_GIVEN PASSAGE_:
= = = = =
The ambiguity between this eastwardly much wider area and that of the Countship (or the Belgian parts thereof), still remains. In most present-day contexts however, the term Flanders is generally taken to refer to either the political, social, cultural and linguistic community (and the corresponding official institution, the Flemish Community), or the geographical area, one of the three institutional regions in Belgium, namely the Flemish Region.

In history of art, the adjectives Flemish, Dutch and Netherlandish are commonly used to designate all the artistic production in this area. For examples, Flemish Primitives is synonym for early Netherlandish painting, Franco-Flemish School for Dutch School, and it is not uncommon to see Mosan art categorized as Flemish art.

History

Early history

Main article: Belgae, in particular section Origins of the Belgae

The area roughly encompassing the later geographical meanings of Flanders, had been inhabited by Celts till a Germanic people had been immigrating by crossing the Rhine either gradually driving them south- or westwards, or rather merging with them. By the first century BCE Germanic languages had become prevalent, and the inhabitants were called Belgæ while the area was the coastal district of Gallia Belgica, the most northeastern province of the Roman Empire at its height. The boundaries were the Marne and Seine in the West, with Brittany, and the Rhine in the East, with Frisia. This changed upon the Count of Rouen's settlement with the King of France, which made a cession of western Flanders and eastern Brittany to the Normans.

Historical Flanders: County of Flanders

Created in the year 862, the County of Flanders was divided when its western districts fell under French rule in the late 12th century. The remaining parts of Flanders came under the rule of the counts of neighbouring Hainaut in 1191. The entire area passed in 1384 to the dukes of Burgundy, in 1477 to the Habsburg dynasty, and in 1556 to the kings of Spain. The western districts of Flanders came finally under French rule under successive treaties of 1659 (Artois), 1668, and 1678.

During the late Middle Ages Flanders' trading towns (notably Ghent, Bruges and Ypres) made it one of the most urbanised parts of Europe, weaving the wool of neighbouring lands into cloth for both domestic use and export.

Increasingly powerful from the 12th century, the territory's autonomous urban communes were instrumental in defeating a French attempt at annexation (1300-1302), finally defeating the French in the Battle of the Golden Spurs (July 11, 1302), near Kortrijk. Two years later, the uprising was defeated and Flanders remained part of the French Crown. Flemish prosperity waned in the following century, however, owing to widespread European population decline following the Black Death of 1348, the disruption of trade during the Anglo-French Hundred Years' War (1338-1453), and increased English cloth production. Flemish weavers had gone over to Worstead and North Walsham in Norfolk in the 12th century and established the woollen industry.
= = = = =
_PROVIDED DATA_:
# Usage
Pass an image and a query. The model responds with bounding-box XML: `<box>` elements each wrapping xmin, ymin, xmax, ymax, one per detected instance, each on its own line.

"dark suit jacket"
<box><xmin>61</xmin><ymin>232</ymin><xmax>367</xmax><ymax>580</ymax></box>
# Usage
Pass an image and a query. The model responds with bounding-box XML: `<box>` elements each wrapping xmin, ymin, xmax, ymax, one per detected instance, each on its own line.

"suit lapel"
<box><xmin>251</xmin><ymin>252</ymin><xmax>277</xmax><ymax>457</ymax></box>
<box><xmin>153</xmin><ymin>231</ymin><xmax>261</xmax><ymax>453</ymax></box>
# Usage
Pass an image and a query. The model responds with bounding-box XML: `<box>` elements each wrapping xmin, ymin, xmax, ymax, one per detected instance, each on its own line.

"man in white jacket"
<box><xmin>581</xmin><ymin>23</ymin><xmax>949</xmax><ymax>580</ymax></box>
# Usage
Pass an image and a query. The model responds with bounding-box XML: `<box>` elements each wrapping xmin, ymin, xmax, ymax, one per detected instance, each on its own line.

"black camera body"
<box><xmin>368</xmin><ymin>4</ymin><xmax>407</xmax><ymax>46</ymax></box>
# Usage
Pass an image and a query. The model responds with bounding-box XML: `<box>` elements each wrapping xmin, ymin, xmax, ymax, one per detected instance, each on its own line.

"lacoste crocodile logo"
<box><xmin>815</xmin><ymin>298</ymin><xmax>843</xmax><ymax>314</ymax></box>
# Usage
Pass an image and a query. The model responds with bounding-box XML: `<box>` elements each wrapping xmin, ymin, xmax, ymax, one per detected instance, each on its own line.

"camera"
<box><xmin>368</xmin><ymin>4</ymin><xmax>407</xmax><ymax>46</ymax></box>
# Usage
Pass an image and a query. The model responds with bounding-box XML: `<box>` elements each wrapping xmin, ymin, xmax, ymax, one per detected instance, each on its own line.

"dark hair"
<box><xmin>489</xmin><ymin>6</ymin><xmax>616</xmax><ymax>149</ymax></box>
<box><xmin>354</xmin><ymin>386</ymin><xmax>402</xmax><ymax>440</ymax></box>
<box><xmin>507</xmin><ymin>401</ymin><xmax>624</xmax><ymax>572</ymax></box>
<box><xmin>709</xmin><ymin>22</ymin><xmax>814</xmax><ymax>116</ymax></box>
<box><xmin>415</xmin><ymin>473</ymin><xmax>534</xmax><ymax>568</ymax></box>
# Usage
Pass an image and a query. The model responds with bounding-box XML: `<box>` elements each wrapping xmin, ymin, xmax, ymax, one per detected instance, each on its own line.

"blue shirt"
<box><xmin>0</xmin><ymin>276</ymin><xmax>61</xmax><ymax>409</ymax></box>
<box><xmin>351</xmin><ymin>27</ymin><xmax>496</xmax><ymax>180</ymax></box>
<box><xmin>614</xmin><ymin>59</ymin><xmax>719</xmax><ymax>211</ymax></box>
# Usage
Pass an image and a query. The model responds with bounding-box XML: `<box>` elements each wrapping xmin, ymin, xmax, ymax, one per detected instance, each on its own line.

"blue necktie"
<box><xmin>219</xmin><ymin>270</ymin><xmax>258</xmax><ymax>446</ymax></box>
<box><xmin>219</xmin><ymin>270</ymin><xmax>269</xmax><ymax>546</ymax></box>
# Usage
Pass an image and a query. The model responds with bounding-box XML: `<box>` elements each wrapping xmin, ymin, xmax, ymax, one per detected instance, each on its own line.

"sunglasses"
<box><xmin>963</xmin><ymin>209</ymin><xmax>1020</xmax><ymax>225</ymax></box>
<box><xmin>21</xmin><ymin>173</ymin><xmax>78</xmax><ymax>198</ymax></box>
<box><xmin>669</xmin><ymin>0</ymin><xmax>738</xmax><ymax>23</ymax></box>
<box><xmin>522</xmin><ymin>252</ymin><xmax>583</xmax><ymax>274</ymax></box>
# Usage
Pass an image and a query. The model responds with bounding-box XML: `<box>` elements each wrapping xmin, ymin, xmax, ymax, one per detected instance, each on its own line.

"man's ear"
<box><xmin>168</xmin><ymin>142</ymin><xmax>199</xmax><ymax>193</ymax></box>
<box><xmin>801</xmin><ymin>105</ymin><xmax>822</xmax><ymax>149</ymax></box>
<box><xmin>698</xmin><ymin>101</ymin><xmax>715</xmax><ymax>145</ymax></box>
= = = = =
_WHAT YOU WILL DO_:
[1] Return the words of the Flanders passage from "The ambiguity between" to "as Flemish art.".
[2] Resume the text on the history of Flanders, picking up after its final sentence.

_ANSWERS BELOW_:
[1]
The ambiguity between this eastwardly much wider area and that of the Countship (or the Belgian parts thereof), still remains. In most present-day contexts however, the term Flanders is generally taken to refer to either the political, social, cultural and linguistic community (and the corresponding official institution, the Flemish Community), or the geographical area, one of the three institutional regions in Belgium, namely the Flemish Region.

In history of art, the adjectives Flemish, Dutch and Netherlandish are commonly used to designate all the artistic production in this area. For examples, Flemish Primitives is synonym for early Netherlandish painting, Franco-Flemish School for Dutch School, and it is not uncommon to see Mosan art categorized as Flemish art.

[2]
Flanders in the Low Countries

The Reformation

Martin Luther's 95 Theses, published in 1517, had a profound effect on the Low Countries. Among the wealthy traders of Antwerp, the Lutheran beliefs of the German Hanseatic traders found appeal, perhaps partly for economic reasons in Dutch. The spread of Protestantism in this city was aided by the presence of an Augustinian cloister (founded 1514) in the St. Andries quarter. Luther, an Augustinian himself, had taught some of the monks, and his works were in print by 1518. Charles V ordered the closing of this cloister around 1525. The first Lutheran martyrs came from Antwerp. The reformation resulted in consecutive but overlapping waves of reform: a Lutheran, followed by a militant Anabaptist, then a Mennonite, and finally a Calvinistic movement. These movements existed independently of each other.

The Pragmatic Sanction of 1549, issued by Charles V, established the Low Countries as the Seventeen Provinces (or Spanish Netherlands in its broad sense) as an entity separate from the Holy Roman Empire and from France.

Statues in the Cathedral of Saint Martin, Utrecht, affected by 16th century iconoclasm[1]

The schism between the southern Roman Catholics and northern Calvinists resulted in the Union of Atrecht and the Union of Utrecht, respectively.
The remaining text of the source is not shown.